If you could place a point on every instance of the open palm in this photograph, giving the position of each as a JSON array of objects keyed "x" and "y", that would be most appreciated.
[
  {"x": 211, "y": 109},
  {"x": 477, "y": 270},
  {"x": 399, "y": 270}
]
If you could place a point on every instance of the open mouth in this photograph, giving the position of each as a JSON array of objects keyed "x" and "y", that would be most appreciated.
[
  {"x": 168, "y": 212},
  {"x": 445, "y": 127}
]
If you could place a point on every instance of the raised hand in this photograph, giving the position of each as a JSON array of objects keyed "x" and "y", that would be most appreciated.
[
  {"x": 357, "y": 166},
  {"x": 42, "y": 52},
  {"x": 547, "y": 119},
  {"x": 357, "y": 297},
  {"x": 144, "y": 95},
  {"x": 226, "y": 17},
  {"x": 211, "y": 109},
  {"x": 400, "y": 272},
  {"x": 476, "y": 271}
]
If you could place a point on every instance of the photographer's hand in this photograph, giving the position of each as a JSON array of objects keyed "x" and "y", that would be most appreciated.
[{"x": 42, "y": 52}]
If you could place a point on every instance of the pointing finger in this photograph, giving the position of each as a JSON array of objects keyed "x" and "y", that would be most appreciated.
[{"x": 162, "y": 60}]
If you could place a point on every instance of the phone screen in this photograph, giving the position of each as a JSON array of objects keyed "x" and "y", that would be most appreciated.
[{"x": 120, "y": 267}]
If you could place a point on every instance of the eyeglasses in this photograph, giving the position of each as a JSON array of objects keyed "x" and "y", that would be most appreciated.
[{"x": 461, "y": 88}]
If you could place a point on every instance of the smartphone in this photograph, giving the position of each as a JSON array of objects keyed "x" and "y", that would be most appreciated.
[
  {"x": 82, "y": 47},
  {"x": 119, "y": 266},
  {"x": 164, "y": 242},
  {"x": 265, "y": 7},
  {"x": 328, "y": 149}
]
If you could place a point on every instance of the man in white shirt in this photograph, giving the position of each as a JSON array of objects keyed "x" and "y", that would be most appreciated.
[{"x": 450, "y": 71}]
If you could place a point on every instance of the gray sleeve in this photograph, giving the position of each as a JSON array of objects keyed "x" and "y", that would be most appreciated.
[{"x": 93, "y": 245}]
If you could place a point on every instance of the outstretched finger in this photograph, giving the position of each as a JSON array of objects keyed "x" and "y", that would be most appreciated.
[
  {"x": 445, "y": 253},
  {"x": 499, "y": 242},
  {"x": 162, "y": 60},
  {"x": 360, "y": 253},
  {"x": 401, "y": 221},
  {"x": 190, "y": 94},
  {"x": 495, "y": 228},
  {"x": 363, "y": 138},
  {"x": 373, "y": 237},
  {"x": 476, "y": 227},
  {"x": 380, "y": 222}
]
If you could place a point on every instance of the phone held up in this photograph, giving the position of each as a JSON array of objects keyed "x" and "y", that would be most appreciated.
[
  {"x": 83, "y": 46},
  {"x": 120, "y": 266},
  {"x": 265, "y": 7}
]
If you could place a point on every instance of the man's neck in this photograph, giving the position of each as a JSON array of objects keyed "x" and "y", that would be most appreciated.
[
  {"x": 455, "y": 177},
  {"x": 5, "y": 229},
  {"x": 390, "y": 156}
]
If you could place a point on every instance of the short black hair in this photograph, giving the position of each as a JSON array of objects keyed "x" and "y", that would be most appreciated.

■ What needs to be done
Copy every line of the records word for word.

■ Solution for this exercise
If you could place a point on every instance of the open palm in this photograph, giving the position of each as a JSON array of objects keyed "x" and "y", that would be most appreciated.
[
  {"x": 211, "y": 109},
  {"x": 477, "y": 270},
  {"x": 399, "y": 270}
]
If you could place a point on every instance of the open mouth in this photograph, giving the position of each as a JSON array of objects keyed "x" and "y", that would be most appreciated.
[
  {"x": 168, "y": 212},
  {"x": 445, "y": 127}
]
If you could place a point on every instance of the raised hand in this photograph, giving the position of each as a JSON array of objects keyed "x" and "y", that would be most appreciated.
[
  {"x": 357, "y": 166},
  {"x": 42, "y": 52},
  {"x": 547, "y": 119},
  {"x": 357, "y": 297},
  {"x": 144, "y": 95},
  {"x": 226, "y": 17},
  {"x": 211, "y": 109},
  {"x": 400, "y": 272},
  {"x": 476, "y": 271}
]
If you could place a point on every instance of the photographer's hand in this photograph, giving the position of each as a JSON array of objects keyed "x" and "y", that would be most appreciated.
[{"x": 42, "y": 52}]
If you could place a point on every instance of the pointing finger in this photograph, giving the position of each as a JSON array of objects keyed "x" and "y", that would be most appreciated.
[{"x": 162, "y": 60}]
If you could place a point on every instance of the phone screen in this photograph, giving the position of each as a JSON array of objects keyed "x" and "y", that would be most appreciated.
[{"x": 120, "y": 267}]
If you could place a point on every instance of the eyeglasses in this photograph, giving the position of each as a JSON array of objects keyed "x" and "y", that would be most appreciated.
[{"x": 461, "y": 88}]
If you could place a point on every instance of the smartphone in this photograph, giving the position of each as a JSON array of objects keyed "x" and "y", that would be most appreciated.
[
  {"x": 82, "y": 47},
  {"x": 119, "y": 266},
  {"x": 164, "y": 242},
  {"x": 265, "y": 7},
  {"x": 328, "y": 149}
]
If you could place a point on every instance of the man in white shirt in this photograph, giving the position of each as a JSON array of objects keyed "x" and "y", that would be most appreciated.
[{"x": 450, "y": 71}]
If you could place a point on every instance of the gray sleeve in this photograph, giving the position of each as a JSON array of objects keyed "x" and "y", that would be most appreciated.
[{"x": 93, "y": 245}]
If you could place a point on every instance of the outstretched finger in this photograph, giving the position of each as a JSON array of objects keyed "x" and "y", that would be most appreciated.
[
  {"x": 445, "y": 253},
  {"x": 499, "y": 242},
  {"x": 162, "y": 60},
  {"x": 360, "y": 253},
  {"x": 401, "y": 221},
  {"x": 190, "y": 94},
  {"x": 495, "y": 228},
  {"x": 363, "y": 138},
  {"x": 373, "y": 237},
  {"x": 476, "y": 227},
  {"x": 380, "y": 222}
]
If you could place a point on every instance of the phone held up in this photograph, giving the position of each as a JSON array of objects keyed "x" and "y", that would be most appreciated.
[
  {"x": 83, "y": 46},
  {"x": 120, "y": 266},
  {"x": 265, "y": 7}
]
If you could place a point on every instance of the man's neck in this photograph, giving the position of each as a JSON array of objects keyed "x" and "y", that would be most appreciated.
[
  {"x": 455, "y": 177},
  {"x": 5, "y": 229},
  {"x": 390, "y": 156}
]
If you could place a point on every instance of the short black hair in this photograph, giving the position of each as a JSON array of objects keyed "x" and "y", that would be most appreciated.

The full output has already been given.